**Selected extract:**

______________________________

Ingredient and Finished Product Testing For Extraneous Matter
By Doug Peariso
Extraneous matter can have far reaching ramifications on the value chain from costly equipment damage to consumer injuries that can damage the established equity of a brand. In my experience, companies will often dismiss needed due diligence checks under the premise that you can’t inspect quality into products, but how does one know the level of quality that the product inherently possesses until you or an unbiased third party actually examines it.
Relying on letters of guarantee and certificates of analysis is quite superficial when historical evidence of material suitability is absent. In upset situations and periods of rapid change, quality control measures must be adopted to protect the consumer and the business enterprise from tangible risk. Most industry professionals definitely comprehend this principle, but it can be difficult to prioritize when additional resources for screening raw material and finished product streams should be used.
"Trust, but verify" is a motto that can help your business when benchmarking suppliers and internal manufacturing operations in this regard. Essentially, the organization must prioritize the allocation of finite resources and analytical testing budgets based upon thoroughly performed and well-documented risk assessment. Moving forward in any other manner may prove immensely wasteful. Unfortunately, many quality professionals and classically educated business leaders are quick to denounce any inspection and testing of supplied materials because they believe that this approach is contrarian to the principles established by Dr. W. Edwards Deming. Dr. Deming’s many ground-breaking diatribes on the wasteful business practices of his time did indeed defame the mindless inspection and testing of all products while products of compromised quality were still distributed to consumers. Dr. Deming would probably be the first to admit, however, that if you do not possess data confirming the stability and suitability of a supplier’s various manufacturing processes, then blindly accepting a commodity for unrestricted use would be extremely foolish. Operating in this mode creates undue risk for the business enterprise and diminishes the level of protection afforded to the ultimate consumer. If a business has developed a stable supply history to justify not evaluating the product for contaminants, so be it; unfortunately, change is inevitable. New product introductions, various cost savings initiatives and unforeseen external influences can definitely undermine the aforementioned ideal steady state.
The organization must be prepared to protect itself from excess risk present within such a scenario. Prioritization of risk mitigation activities must be performed according to an established model, not just group think or gut feel. Conducting focused risk assessments can aid the processor in identifying the gaps present in their own supply chain. For both financial and business continuity purposes, it is best to evaluate ingredients and subcomponent blends early in the value chain. Figure 1 displays the incremental costs incurred when sampling activities, culling inspections and/or other product actions are taken at later stages of the product lifecycle. If there is any doubt, you certainly want to catch a problem early. Typically consulting your HACCP plan or a pre-existing failure mode and effects analysis (FMEA) will be a logical primary step. Having a healthy dialog with the supplier at this point is another recommended practice. Voice your concerns to the supplier; if only a superficial conversation can be had with flippant responses, then maybe engaging with their trade references will provide valuable information on past failures and noted gaps.

______________________________

**Supplied information:**

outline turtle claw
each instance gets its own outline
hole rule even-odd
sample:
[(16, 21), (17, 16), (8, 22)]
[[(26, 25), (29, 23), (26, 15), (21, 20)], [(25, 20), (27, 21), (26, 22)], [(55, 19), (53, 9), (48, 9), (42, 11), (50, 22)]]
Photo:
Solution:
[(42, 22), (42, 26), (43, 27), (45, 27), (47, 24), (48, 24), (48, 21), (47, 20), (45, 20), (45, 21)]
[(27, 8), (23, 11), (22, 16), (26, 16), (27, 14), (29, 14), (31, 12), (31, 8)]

______________________________

**Tasks to perform:**
A – Reproduce the extraneous matter article from "Relying on letters" to "should be used.".
B – List the things the extraneous matter article names as able to undermine the ideal steady state of a stable supply history.
C – Answer these questions from the extraneous matter article:
(i) Who is the author?
(ii) Which motto does it say can help a business when benchmarking suppliers and internal manufacturing operations?
(iii) If the supplier gives only a superficial conversation with flippant responses, what might provide valuable information on past failures and noted gaps?

**Solved problems:**
A –
Relying on letters of guarantee and certificates of analysis is quite superficial when historical evidence of material suitability is absent. In upset situations and periods of rapid change, quality control measures must be adopted to protect the consumer and the business enterprise from tangible risk. Most industry professionals definitely comprehend this principle, but it can be difficult to prioritize when additional resources for screening raw material and finished product streams should be used.

B –
New product introductions
Various cost savings initiatives
Unforeseen external influences

C –
(i) Doug Peariso
(ii) "Trust, but verify"
(iii) Engaging with the supplier's trade references